- Written instruction
Rewrite the stretch from the line containing "Please trace the outline of every instance of the background" through the line containing "206 30 L 206", replacing "whole pixels" with "integer pixels" and leaving everything else unchanged. Return only those lines.

- Task material

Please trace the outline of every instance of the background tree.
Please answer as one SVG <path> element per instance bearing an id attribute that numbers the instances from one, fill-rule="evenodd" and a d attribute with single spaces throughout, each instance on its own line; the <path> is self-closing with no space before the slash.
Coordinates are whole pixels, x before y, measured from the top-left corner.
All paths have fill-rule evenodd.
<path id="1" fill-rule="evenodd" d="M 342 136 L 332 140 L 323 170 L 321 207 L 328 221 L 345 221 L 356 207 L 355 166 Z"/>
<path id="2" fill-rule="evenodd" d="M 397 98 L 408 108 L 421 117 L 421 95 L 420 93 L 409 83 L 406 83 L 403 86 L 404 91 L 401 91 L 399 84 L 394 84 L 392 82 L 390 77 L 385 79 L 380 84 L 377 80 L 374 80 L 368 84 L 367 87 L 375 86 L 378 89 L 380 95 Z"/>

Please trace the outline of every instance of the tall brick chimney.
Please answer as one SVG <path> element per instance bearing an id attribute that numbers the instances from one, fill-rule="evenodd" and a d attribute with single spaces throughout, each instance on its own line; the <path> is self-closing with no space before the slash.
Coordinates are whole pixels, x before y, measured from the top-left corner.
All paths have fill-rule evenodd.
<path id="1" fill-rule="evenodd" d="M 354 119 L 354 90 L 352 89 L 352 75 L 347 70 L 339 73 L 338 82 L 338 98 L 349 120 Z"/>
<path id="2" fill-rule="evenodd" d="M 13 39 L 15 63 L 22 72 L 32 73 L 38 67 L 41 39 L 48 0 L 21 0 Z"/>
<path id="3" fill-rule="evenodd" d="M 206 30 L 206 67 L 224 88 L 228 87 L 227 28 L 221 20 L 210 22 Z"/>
---
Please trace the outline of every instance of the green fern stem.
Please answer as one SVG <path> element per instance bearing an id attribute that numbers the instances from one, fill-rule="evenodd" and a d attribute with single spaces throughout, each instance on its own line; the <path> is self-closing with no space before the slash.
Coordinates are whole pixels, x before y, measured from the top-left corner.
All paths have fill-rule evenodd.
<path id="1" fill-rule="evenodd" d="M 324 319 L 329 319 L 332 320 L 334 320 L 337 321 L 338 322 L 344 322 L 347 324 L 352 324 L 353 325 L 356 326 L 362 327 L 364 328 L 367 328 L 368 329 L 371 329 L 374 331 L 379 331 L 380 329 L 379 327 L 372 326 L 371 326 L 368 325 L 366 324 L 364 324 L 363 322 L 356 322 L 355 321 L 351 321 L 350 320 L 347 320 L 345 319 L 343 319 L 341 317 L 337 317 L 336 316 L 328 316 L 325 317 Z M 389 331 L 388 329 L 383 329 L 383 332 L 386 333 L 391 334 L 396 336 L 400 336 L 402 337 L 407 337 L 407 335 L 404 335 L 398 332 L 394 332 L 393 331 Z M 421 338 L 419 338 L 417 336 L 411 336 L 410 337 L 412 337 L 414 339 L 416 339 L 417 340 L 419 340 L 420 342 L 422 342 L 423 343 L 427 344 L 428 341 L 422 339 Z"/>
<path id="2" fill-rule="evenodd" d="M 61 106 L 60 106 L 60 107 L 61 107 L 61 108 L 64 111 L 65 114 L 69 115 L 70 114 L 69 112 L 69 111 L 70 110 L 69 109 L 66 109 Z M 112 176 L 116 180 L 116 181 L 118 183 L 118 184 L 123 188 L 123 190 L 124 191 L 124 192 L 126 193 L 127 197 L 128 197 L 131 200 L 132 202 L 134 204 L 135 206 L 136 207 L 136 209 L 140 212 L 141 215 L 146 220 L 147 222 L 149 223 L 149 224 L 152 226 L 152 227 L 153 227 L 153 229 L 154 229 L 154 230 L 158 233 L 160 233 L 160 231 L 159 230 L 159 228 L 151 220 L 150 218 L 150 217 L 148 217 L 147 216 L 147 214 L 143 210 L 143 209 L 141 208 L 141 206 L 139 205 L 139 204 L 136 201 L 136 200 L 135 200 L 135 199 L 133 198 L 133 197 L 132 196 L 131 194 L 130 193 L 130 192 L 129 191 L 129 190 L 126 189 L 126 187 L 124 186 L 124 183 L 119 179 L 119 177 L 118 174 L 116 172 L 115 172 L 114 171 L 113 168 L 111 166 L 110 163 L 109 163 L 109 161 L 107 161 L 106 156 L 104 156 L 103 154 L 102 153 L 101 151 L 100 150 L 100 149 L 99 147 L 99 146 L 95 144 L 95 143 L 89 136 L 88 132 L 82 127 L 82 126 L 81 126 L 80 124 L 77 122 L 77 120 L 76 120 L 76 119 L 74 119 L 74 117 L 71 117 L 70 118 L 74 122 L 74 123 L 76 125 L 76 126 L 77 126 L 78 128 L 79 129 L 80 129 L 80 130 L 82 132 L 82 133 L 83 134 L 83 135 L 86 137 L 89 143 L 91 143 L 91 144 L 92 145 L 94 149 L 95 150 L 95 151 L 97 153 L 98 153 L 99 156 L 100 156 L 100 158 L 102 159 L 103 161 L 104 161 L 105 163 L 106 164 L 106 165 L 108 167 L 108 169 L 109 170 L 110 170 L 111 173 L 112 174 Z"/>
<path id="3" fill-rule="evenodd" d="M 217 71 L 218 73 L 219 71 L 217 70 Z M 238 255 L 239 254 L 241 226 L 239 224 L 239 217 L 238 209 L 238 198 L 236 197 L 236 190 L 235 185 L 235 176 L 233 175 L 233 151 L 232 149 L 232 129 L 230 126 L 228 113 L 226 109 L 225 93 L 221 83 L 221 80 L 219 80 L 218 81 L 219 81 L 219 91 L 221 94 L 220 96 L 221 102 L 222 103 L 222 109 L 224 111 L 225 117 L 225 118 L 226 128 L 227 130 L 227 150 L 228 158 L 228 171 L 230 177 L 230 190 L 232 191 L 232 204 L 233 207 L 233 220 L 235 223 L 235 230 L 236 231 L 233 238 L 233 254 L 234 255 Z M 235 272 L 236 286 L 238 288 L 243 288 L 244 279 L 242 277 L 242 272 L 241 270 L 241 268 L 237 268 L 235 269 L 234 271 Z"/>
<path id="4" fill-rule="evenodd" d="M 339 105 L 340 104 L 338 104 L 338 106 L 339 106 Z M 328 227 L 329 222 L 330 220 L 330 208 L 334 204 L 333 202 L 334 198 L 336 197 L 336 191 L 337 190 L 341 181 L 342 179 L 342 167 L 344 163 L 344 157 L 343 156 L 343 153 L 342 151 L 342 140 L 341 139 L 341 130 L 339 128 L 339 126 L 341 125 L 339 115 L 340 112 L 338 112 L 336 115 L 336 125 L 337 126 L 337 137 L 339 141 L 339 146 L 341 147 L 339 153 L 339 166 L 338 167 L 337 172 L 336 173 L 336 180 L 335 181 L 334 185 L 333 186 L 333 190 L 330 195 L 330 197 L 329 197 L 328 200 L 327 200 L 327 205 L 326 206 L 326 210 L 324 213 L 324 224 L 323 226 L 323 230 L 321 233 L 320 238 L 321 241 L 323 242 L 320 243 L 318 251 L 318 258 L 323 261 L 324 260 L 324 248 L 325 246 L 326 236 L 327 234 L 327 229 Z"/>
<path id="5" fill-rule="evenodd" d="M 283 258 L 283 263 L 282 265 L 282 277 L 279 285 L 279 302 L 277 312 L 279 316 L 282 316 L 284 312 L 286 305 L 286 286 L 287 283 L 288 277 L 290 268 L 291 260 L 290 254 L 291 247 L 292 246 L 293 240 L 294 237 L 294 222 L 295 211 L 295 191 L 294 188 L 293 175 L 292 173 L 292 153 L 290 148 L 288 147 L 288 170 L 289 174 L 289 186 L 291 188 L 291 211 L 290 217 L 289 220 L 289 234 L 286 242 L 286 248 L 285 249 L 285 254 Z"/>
...
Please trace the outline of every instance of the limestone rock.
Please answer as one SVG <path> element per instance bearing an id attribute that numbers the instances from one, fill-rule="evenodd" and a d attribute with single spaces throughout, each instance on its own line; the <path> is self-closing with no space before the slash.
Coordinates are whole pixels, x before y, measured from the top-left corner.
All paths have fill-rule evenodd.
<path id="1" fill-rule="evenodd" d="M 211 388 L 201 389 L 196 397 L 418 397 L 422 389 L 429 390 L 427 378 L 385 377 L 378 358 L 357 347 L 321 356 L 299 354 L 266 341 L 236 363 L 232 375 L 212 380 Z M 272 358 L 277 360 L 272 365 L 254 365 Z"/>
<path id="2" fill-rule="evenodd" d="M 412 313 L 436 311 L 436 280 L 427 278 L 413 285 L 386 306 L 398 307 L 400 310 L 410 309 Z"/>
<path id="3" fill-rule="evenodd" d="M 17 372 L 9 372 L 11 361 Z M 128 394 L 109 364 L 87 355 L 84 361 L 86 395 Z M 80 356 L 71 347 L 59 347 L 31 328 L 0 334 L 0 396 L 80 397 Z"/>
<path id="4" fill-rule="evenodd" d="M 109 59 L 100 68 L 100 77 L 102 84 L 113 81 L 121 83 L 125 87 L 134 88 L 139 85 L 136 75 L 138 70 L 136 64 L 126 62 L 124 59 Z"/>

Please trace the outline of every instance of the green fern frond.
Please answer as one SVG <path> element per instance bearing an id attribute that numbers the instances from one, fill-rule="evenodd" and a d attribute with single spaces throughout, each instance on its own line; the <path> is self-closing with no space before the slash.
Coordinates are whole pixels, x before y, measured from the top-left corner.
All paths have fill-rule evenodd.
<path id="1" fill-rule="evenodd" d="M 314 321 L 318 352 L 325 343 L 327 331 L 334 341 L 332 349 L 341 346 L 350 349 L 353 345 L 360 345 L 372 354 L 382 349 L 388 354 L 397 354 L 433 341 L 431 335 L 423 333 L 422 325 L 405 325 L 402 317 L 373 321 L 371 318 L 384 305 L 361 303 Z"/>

- Solution
Please trace the outline of every instance of the background tree.
Please answer as one SVG <path> element per instance bearing an id attribute that numbers the instances from one, fill-rule="evenodd" and a d attribute with single spaces throughout, each instance on its own line; the <path> is self-closing with no space before the slash.
Coordinates are integer pixels, x before y, measured from the top-left corner.
All paths have fill-rule evenodd.
<path id="1" fill-rule="evenodd" d="M 342 136 L 332 140 L 323 170 L 321 207 L 328 221 L 345 221 L 356 207 L 355 166 Z"/>
<path id="2" fill-rule="evenodd" d="M 397 98 L 408 108 L 421 117 L 421 95 L 420 93 L 409 83 L 406 83 L 403 86 L 404 91 L 401 91 L 399 84 L 394 84 L 392 82 L 390 77 L 385 79 L 380 84 L 377 80 L 374 80 L 368 84 L 367 87 L 375 86 L 378 89 L 380 95 Z"/>

Please trace the outline of every instance of the tall brick chimney.
Please answer as one SVG <path> element per instance bearing an id attribute that numbers the instances from one, fill-rule="evenodd" and a d attribute with single spaces throughout, each instance on its own line; the <path> is self-closing with no space before the slash.
Coordinates are integer pixels, x before y, measured from the top-left corner.
All paths have fill-rule evenodd.
<path id="1" fill-rule="evenodd" d="M 354 119 L 354 90 L 352 89 L 352 75 L 347 70 L 339 73 L 338 82 L 338 98 L 349 120 Z"/>
<path id="2" fill-rule="evenodd" d="M 13 39 L 15 63 L 22 72 L 32 73 L 38 67 L 41 39 L 48 0 L 21 0 Z"/>
<path id="3" fill-rule="evenodd" d="M 206 30 L 206 67 L 224 88 L 228 87 L 227 28 L 221 20 L 210 22 Z"/>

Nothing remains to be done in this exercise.